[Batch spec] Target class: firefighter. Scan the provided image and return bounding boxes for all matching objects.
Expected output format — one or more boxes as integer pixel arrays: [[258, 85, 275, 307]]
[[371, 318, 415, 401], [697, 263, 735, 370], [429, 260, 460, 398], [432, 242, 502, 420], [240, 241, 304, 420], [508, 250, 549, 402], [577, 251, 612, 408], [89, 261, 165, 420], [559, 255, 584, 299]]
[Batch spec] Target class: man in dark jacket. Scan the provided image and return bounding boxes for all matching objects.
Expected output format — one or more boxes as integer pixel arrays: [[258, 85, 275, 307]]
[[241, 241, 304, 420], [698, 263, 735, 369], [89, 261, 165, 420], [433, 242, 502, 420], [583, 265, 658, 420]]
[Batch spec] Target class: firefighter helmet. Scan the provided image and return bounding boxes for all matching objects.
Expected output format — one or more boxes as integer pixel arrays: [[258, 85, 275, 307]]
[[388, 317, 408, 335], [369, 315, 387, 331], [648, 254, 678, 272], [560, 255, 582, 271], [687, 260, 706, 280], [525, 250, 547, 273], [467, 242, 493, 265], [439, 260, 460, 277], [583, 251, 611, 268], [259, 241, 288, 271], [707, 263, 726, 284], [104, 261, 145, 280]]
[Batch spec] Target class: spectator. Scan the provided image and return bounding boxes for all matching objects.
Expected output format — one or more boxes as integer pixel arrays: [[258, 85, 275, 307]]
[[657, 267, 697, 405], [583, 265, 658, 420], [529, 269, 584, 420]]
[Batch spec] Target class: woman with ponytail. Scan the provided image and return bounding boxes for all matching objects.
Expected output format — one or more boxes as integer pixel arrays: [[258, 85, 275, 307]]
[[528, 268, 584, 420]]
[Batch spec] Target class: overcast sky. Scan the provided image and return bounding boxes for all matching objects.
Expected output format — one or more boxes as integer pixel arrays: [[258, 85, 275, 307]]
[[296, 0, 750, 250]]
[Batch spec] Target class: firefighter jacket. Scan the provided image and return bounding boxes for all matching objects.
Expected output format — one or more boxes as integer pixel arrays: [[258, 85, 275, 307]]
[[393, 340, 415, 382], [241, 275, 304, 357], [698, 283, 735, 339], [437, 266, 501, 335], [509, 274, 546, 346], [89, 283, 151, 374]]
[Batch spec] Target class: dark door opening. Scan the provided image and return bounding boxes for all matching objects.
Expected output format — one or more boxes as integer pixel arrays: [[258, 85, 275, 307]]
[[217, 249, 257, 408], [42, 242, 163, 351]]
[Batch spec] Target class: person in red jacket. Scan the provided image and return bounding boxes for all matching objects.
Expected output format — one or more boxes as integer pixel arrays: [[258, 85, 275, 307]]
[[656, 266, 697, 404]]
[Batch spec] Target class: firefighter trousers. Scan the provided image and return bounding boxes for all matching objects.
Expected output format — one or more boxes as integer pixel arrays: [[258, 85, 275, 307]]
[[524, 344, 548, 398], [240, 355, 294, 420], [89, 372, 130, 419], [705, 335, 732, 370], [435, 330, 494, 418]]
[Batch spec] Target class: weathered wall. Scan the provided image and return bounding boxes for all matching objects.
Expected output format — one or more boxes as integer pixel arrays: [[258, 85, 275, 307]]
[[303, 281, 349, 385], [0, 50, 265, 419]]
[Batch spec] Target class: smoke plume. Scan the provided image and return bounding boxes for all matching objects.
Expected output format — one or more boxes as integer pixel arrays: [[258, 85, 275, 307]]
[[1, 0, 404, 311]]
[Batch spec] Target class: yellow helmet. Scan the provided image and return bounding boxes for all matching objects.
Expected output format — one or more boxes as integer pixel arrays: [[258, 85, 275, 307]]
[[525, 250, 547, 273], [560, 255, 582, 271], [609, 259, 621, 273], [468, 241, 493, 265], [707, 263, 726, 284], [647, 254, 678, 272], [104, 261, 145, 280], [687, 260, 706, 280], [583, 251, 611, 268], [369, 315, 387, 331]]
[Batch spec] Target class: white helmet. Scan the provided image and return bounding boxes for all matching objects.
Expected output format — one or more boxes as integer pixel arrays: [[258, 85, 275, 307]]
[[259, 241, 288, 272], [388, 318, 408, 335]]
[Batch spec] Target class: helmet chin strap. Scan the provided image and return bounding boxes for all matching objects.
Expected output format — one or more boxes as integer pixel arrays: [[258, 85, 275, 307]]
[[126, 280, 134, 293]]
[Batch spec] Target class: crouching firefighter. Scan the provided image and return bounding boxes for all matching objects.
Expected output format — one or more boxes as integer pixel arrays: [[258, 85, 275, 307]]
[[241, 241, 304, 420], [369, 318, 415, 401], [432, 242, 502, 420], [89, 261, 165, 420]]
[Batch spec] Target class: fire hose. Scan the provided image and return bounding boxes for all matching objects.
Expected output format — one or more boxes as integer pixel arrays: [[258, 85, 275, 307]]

================

## [TRY IT]
Take the entries above and repeat them. Alter nothing.

## [FINAL ANSWER]
[Batch spec] Target class: firefighter. Scan the provided image and return bounding boxes for all matching objects.
Expected output format — one or more boxes as integer pixel arrays: [[258, 85, 275, 307]]
[[371, 318, 415, 401], [697, 263, 735, 370], [429, 260, 460, 398], [432, 242, 502, 420], [240, 241, 304, 420], [508, 250, 549, 402], [577, 251, 612, 408], [89, 261, 165, 420], [559, 255, 584, 299]]
[Batch spec] Target class: man in dark jacket. Scan the provided image and return bounding boxes for all matching objects.
Expected output format — one or more boxes as integer pixel arrays: [[258, 85, 275, 307]]
[[241, 241, 304, 420], [698, 263, 735, 369], [89, 261, 165, 420], [433, 242, 502, 420], [583, 265, 658, 420]]
[Batch spec] Target class: firefighter helmet. Scan the provided image and return bounding boxes for all matching objects.
Expected output format — one or more boxes as integer pixel arrays: [[258, 85, 275, 307]]
[[388, 317, 408, 335], [369, 315, 387, 331], [648, 254, 678, 272], [560, 255, 582, 271], [687, 260, 706, 280], [525, 250, 547, 273], [467, 242, 493, 265], [439, 260, 460, 277], [583, 251, 611, 268], [259, 241, 288, 271], [707, 263, 726, 284], [104, 261, 145, 280]]
[Batch spec] Target class: spectator. Scan the provided image and return bounding boxes for all matching objects.
Expected output format — one or more boxes as integer pixel arrays: [[258, 85, 275, 307]]
[[657, 267, 697, 405], [583, 265, 658, 420], [529, 269, 584, 420]]
[Batch spec] Target class: woman with ponytail. Scan the provided image and return bounding boxes for all matching objects.
Expected output format — one or more boxes as integer pixel arrays: [[258, 85, 275, 307]]
[[528, 268, 584, 420]]
[Batch spec] Target class: overcast sky. Scan the provided image and return bounding boxes for all matching objects.
Expected output format — one or more boxes as integer pixel arrays: [[258, 85, 275, 307]]
[[296, 0, 750, 250]]
[Batch spec] Target class: firefighter jacket. Scan the provided image and return bounding boxes for all matching objects.
Expected output format — one or more boxes as integer pixel arrays: [[258, 85, 275, 307]]
[[393, 340, 415, 382], [241, 275, 304, 357], [698, 283, 735, 339], [437, 266, 501, 335], [509, 274, 546, 346], [89, 283, 151, 374]]
[Batch spec] Target class: dark door opening. Scan the provided image and return bounding boxes for all matching objects.
Expected output format — one or more boxes as integer pixel arrays: [[258, 85, 275, 307]]
[[217, 249, 257, 408], [42, 242, 163, 351]]
[Batch spec] Target class: person in red jacket. Scan the provided image and return bounding boxes for all matching objects.
Expected output format — one or more boxes as integer pixel arrays: [[258, 85, 275, 307]]
[[656, 266, 697, 404]]
[Batch spec] Target class: firefighter trousers. Scan the provided image and return bounding boxes for all matching objects.
Expected output format — one or more boxes as integer pixel arrays: [[258, 85, 275, 307]]
[[524, 344, 548, 398], [240, 355, 294, 420], [89, 372, 130, 419], [705, 335, 732, 370], [435, 330, 494, 418]]
[Batch spec] Target class: weathered wall. Scan the provided image and return bounding boxes for all matching objects.
Expected output format — one or more boxes as integer pixel arrays: [[258, 85, 275, 307]]
[[303, 281, 349, 385], [0, 50, 265, 419]]
[Batch spec] Target class: smoke plume. Scan the provided image and return bounding boxes for all matching objects.
Expected output format — one or more boxes as integer pixel arrays: [[258, 85, 275, 307]]
[[1, 0, 404, 311]]
[Batch spec] Target class: yellow helmet. Scan the provided image and return bounding boxes for all matching objects.
Expected output format — one or more boxes as integer pixel arrays: [[258, 85, 275, 307]]
[[525, 250, 547, 273], [560, 255, 582, 271], [609, 259, 621, 273], [468, 241, 493, 265], [707, 263, 726, 284], [647, 254, 678, 272], [104, 261, 145, 280], [687, 260, 706, 280], [583, 251, 611, 268], [369, 315, 387, 331]]
[Batch spec] Target class: white helmet. Scan the provided image and return bounding boxes for all matching objects.
Expected output format — one or more boxes as integer pixel arrays: [[258, 85, 275, 307]]
[[259, 241, 288, 272], [388, 318, 408, 335]]
[Batch spec] Target class: helmet chin strap. Scan the provided image and return bounding boxes for all matching objects.
Expected output format — one or more boxes as integer pixel arrays: [[258, 85, 275, 307]]
[[126, 280, 134, 293]]
[Batch spec] Target class: crouching firefighter. Scan the provided image and return bounding boxes for all matching objects.
Expected output format — one or more boxes as integer pixel arrays: [[258, 85, 275, 307]]
[[241, 241, 304, 420], [369, 318, 415, 401], [432, 242, 502, 420], [89, 261, 165, 420]]
[Batch spec] Target class: fire hose. Scan the provided image and return bounding boxes for all matching objects.
Expected output format — one or more boxes as integer pixel arrays: [[258, 85, 275, 307]]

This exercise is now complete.